▶ [WHAT YOU WILL DO]: Return the complete listing that follows, with each line reproduced exactly.

[Location labeling records]

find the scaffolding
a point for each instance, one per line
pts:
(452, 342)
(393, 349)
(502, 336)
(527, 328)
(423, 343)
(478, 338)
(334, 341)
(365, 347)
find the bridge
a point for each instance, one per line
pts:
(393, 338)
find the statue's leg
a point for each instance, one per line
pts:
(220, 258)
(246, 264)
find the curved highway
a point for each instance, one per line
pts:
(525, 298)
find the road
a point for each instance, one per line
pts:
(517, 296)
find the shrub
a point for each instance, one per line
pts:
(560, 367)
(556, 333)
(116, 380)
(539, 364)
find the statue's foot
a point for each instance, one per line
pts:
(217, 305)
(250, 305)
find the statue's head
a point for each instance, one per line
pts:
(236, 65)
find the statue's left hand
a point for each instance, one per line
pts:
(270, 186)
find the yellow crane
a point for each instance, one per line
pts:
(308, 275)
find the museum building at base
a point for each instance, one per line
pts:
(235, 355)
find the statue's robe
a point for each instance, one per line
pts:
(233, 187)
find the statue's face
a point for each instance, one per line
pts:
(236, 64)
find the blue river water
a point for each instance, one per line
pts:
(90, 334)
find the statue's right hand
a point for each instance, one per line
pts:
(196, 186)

▶ [WRITTEN RESPONSE]:
find the scaffolding
a point for each instance, one per line
pts:
(452, 342)
(393, 349)
(502, 336)
(527, 328)
(423, 343)
(478, 338)
(334, 341)
(365, 347)
find the bridge
a point for each instance, one per line
pts:
(393, 338)
find the statue's leg
a point for each instance, one per line
pts:
(220, 258)
(246, 264)
find the curved highway
a point for each instance, one per line
pts:
(525, 298)
find the road
a point for each instance, one per line
pts:
(517, 296)
find the shrub
a point for each instance, one per line
pts:
(560, 367)
(556, 333)
(116, 380)
(539, 364)
find the statue's foot
a point for each instance, one per line
pts:
(217, 305)
(250, 305)
find the statue's head
a point for each instance, one per line
pts:
(236, 65)
find the statue's left hand
a point for each instance, one per line
pts:
(270, 186)
find the yellow crane
a point for each instance, one per line
pts:
(308, 275)
find the museum building at base
a point for each instance, one per line
pts:
(235, 355)
find the statue's robe
a point for each instance, one per line
pts:
(233, 187)
find the statue's face
a point for each instance, one per line
pts:
(236, 64)
find the blue river water
a point for each instance, one per line
pts:
(90, 334)
find the statue's right hand
a point for each instance, one per line
pts:
(196, 186)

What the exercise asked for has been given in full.